▸ **Requirement**:
In the listing that follows, the range to quote begins at the line that has "If you could place a marker on the golfer's bare" and ends after the line that has "If you could place a marker on the flagpole"; quote it verbatim and add nothing.

▸ **Entries provided**:
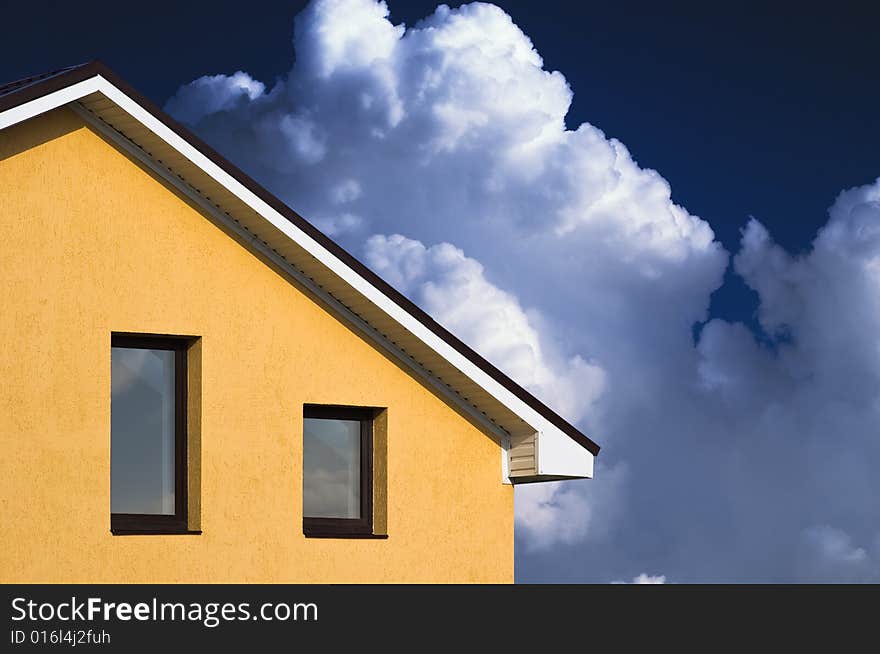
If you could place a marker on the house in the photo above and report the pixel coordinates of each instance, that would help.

==

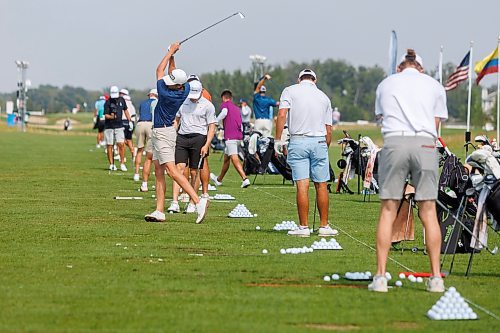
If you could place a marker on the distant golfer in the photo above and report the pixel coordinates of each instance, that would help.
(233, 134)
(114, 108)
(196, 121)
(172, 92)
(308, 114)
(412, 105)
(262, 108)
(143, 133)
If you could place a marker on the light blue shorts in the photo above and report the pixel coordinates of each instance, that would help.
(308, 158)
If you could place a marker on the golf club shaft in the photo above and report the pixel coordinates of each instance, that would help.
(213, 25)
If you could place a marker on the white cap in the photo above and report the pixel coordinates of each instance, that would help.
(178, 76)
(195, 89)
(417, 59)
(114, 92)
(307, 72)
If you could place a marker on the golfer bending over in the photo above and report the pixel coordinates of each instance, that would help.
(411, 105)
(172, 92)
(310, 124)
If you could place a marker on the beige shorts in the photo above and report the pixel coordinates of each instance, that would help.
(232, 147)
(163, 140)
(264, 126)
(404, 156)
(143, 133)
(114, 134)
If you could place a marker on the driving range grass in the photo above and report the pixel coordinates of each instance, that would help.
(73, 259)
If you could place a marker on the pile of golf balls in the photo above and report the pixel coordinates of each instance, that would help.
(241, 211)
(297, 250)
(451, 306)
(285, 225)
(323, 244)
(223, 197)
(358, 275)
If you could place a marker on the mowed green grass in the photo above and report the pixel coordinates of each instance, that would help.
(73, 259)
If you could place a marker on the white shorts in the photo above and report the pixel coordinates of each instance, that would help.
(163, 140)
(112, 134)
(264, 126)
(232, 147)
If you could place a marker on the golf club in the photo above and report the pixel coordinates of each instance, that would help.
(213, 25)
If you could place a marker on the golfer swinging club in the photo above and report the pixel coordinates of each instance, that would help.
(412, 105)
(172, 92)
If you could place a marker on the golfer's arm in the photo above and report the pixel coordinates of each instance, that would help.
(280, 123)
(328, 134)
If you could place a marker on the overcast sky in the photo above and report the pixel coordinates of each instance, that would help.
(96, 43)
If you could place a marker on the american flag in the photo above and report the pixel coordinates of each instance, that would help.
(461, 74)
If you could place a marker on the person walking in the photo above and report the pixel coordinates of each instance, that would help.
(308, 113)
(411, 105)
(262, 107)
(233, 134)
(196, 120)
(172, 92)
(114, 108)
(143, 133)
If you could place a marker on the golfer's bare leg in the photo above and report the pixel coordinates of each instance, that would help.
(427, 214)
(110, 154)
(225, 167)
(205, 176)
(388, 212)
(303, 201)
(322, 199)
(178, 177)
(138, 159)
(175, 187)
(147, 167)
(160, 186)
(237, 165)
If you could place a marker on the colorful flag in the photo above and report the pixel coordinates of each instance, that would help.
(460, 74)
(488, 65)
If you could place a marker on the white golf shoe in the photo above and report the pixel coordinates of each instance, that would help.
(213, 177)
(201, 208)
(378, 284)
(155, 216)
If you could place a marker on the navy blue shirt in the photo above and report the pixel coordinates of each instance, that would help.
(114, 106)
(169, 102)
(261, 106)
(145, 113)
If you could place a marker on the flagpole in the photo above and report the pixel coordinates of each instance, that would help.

▸ **Solution below**:
If you could place a marker on the golfer's bare leg in the photo above and report the pixel coordinates of each instance, that would help.
(427, 214)
(110, 154)
(225, 167)
(205, 176)
(388, 212)
(303, 201)
(322, 199)
(178, 177)
(138, 159)
(175, 187)
(147, 167)
(160, 186)
(237, 165)
If you could place a marker on the colorful flag in the photo above and report the pixel coordinates of each instance, that would help.
(460, 74)
(488, 65)
If you could place a marker on the white golf shoe in the photo above and report the pixel coordinates of each instance, that would help.
(213, 177)
(201, 208)
(378, 284)
(155, 216)
If you could place a marker on the navy blue shirt in the photo above and report the pixel coordinates of each instance, that would help.
(114, 106)
(169, 102)
(261, 106)
(145, 113)
If you could place a marker on the flagpole in the photo above and report the pixel coordinates of each instance, that would help.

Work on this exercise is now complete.